# Passage provided
I want to discuss about the differentiability of $g(x)=|f(x)|$, where $f$ is a differentiable function
Example 1
Take $f(x)=|x|$, function is clearly not differentiable at $x=0$.
Example 2
Take $f(x)=|\sin(x)|$, function is clearly not differentiable at the point $x=n\pi$
After taking few more examples like $|x-1|, |\cos(x)|$, it always seems to be the case that $|f(x)|$ is not differentiable at the points where $f(x)=0$
Observation: One thing is common in all the examples that some portion of $f(x)$ lies below $x$ axis.
So I took another example
$f(x)=x^2$ but $|f(x)|$ is differentiable at the point where $f(x)=0$
Question 1:
Am I right in concluding that we can not just say in general setting that $|f(x)|$ is not differentiable at the points where $f(x)=0$?
When can we(I mean under what conditions can we )conclude that $|f(x)|$ is differentiable at points where $f(x)=0$. My hypothesis is that graph of $f$ should lie below $x$ axis.
Question 2:
Let $f(x)$ and $g(x)$ be two differentiable function, when can we conclude that $|f(x)|+|g(x)|$ is not differentiable at the points where $f(x)=0$ and $g(x)=0$
Example $|sin(2-x)|+ |cos(x)| $ are not differentiable at $x=2+2\pi, x=(2n+1)\frac{k}{2}$
Edits
As mentioned by @Torsten Schoeneberg in comments, my hypothesis fails!!
Grand Edit:
$f(x)=|x|$ then $f'(x)=\text{sign}{(x)}$
So let $f(x)$ be a differentiable function, and let $g(x)=|f(x)|$, then $$g'(x) =\text{sign}(f(x))f'(x)$$
Note that $\text{sign}{(f(x))}=\begin{cases}{ -1 \quad \text{if } f(x)<0\\+1 \quad \text{if } f(x)>0 } \\{ 0 \quad \text{if } f(x)=0} \end{cases}$
Am I going in right direction?
Best Answer
Hint: Try to show that if $f(x_0)\ne 0,$ then $f'(x_0)$ exists iff $|f|'(x_0)$ exists. And if $f(x_0)= 0$ and $f'(x_0)$ exists, then $|f|'(x_0)$ exists iff $f'(x_0)=0.$

# Data excerpt
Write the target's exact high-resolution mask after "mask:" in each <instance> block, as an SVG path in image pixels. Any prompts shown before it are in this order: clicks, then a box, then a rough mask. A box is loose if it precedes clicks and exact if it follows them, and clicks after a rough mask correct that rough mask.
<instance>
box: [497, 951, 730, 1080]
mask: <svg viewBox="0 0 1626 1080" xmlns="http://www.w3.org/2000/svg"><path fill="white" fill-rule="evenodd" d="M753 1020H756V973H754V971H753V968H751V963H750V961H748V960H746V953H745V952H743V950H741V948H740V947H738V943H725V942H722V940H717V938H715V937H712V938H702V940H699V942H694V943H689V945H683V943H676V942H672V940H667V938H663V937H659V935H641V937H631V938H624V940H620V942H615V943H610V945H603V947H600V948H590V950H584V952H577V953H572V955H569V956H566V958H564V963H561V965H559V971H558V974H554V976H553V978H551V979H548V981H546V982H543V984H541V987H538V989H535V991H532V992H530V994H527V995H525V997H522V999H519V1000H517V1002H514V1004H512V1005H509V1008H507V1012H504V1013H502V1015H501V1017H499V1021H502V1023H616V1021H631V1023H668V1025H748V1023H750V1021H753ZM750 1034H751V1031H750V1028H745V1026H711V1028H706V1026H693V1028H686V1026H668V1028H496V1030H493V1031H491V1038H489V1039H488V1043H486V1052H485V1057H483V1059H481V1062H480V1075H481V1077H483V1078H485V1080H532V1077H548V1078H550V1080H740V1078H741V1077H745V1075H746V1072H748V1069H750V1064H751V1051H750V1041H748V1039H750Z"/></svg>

# Exercise A
From the thread on differentiability of |f(x)| above, set down everything from "So I took another" down to "my hypothesis fails!!".
# Exercise B
In the thread on differentiability of |f(x)|, why does the poster conclude that one cannot claim in general that |f(x)| fails to be differentiable where f(x)=0? Answer in one to three sentences.
# Exercise C
Render this sentence from the thread on differentiability of |f(x)| in Spanish: "As mentioned by @Torsten Schoeneberg in comments, my hypothesis fails!!"

# Your response A
So I took another example
$f(x)=x^2$ but $|f(x)|$ is differentiable at the point where $f(x)=0$
Question 1:
Am I right in concluding that we can not just say in general setting that $|f(x)|$ is not differentiable at the points where $f(x)=0$?
When can we(I mean under what conditions can we )conclude that $|f(x)|$ is differentiable at points where $f(x)=0$. My hypothesis is that graph of $f$ should lie below $x$ axis.
Question 2:
Let $f(x)$ and $g(x)$ be two differentiable function, when can we conclude that $|f(x)|+|g(x)|$ is not differentiable at the points where $f(x)=0$ and $g(x)=0$
Example $|sin(2-x)|+ |cos(x)| $ are not differentiable at $x=2+2\pi, x=(2n+1)\frac{k}{2}$
Edits
As mentioned by @Torsten Schoeneberg in comments, my hypothesis fails!!

# Your response B
The earlier examples (|x|, |sin(x)|, |x-1|, |cos(x)|) were all non-differentiable where the function was zero. The example f(x)=x^2, however, gives an |f(x)| that is differentiable at the point where f(x)=0. That case is the basis for doubting the general claim.

# Your response C
Como mencionó @Torsten Schoeneberg en los comentarios, ¡¡mi hipótesis falla!!